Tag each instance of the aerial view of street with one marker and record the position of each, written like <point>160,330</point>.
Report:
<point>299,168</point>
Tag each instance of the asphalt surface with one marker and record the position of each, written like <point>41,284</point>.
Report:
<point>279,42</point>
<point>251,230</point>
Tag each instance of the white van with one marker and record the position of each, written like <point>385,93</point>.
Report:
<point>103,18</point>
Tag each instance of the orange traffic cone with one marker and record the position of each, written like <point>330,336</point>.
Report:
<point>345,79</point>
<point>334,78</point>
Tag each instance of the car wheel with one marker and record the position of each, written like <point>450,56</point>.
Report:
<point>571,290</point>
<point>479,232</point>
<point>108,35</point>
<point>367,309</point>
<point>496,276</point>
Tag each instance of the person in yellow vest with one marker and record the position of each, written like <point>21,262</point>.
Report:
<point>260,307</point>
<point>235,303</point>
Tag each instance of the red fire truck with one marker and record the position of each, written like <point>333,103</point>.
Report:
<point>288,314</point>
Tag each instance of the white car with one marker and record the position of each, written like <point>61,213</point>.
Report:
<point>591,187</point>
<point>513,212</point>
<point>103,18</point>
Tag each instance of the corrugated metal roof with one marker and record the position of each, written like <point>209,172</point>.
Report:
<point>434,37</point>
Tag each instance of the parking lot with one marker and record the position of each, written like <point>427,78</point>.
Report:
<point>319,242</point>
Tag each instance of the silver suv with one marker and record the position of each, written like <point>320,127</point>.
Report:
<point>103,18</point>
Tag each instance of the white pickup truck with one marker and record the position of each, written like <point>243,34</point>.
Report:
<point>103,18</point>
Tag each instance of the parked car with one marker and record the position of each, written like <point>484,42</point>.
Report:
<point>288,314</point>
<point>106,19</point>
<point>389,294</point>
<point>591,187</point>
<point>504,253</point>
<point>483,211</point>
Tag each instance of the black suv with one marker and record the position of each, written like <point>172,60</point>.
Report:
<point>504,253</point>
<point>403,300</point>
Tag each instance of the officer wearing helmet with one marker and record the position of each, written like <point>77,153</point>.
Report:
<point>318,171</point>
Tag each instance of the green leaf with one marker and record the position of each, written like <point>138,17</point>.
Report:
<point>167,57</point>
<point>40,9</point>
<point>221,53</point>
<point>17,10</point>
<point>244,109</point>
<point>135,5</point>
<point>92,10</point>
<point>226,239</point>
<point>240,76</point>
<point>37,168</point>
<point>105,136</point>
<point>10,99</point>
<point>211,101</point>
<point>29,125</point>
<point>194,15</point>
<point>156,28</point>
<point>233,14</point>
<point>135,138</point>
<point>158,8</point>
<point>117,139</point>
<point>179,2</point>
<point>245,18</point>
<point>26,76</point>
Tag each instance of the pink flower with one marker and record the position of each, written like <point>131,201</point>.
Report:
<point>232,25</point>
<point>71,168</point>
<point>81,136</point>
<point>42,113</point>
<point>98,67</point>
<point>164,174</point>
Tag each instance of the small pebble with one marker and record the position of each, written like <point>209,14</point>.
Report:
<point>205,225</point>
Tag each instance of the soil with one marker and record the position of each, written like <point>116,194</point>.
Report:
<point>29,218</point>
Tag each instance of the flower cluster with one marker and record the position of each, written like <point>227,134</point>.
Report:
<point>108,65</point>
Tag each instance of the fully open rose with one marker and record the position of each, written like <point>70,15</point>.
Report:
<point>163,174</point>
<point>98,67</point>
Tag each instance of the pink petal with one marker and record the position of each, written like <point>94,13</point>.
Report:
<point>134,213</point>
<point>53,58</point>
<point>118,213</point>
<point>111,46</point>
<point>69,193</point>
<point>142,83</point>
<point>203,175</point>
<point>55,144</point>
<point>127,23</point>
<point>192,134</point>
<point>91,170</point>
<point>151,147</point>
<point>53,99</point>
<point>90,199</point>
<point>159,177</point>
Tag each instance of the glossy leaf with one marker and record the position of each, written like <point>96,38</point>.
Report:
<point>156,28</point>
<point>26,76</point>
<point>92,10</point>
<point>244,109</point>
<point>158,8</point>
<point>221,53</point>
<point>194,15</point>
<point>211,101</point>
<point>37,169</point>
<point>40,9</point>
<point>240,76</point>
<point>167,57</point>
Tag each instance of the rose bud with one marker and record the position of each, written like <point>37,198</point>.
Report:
—————
*WORK REQUIRED*. Rescale the records from their first line through the line containing "<point>319,242</point>", both included, and write out every line again, including the requests. Multiply each point coordinate in the answers by 0.3 and round it to a whole number, with halves rounding up, but leave the requests and their sample coordinates unchanged.

*FINAL RESULT*.
Tag each instance of the aerial view of street with one marker and record the position of each, written like <point>160,330</point>.
Report:
<point>90,50</point>
Tag each instance of the asphalt surface with one marker and record the position of each, written like <point>41,284</point>.
Report:
<point>84,13</point>
<point>75,69</point>
Tag each instance of the white van with one marker and record the position of each, written like <point>385,93</point>.
Report:
<point>31,5</point>
Tag each instance of the orange traffic cone with one marker and record the position of each, written like <point>330,336</point>.
Report:
<point>104,24</point>
<point>100,23</point>
Tag each instance of the car wheel with one marker and record the position of each, written like <point>450,56</point>.
Report:
<point>171,87</point>
<point>144,70</point>
<point>32,11</point>
<point>110,93</point>
<point>149,83</point>
Tag each instance of the person in yellow vest with one marker and record the position of each, written like <point>21,262</point>.
Report:
<point>78,92</point>
<point>71,91</point>
Tag each instance of the red fire truck with one marker and record the position of each, written like <point>333,103</point>.
Report:
<point>86,94</point>
Tag each instance of the white car with one marker and record the position of each, written like <point>61,213</point>.
Report:
<point>177,56</point>
<point>154,64</point>
<point>31,5</point>
Tag each instance of the corrugated metal roof with one marker and record the position of each, written like <point>209,172</point>.
Report:
<point>130,11</point>
Tag each instance of the parking lot with one marker and record the position of each, written like <point>427,78</point>.
Report:
<point>96,73</point>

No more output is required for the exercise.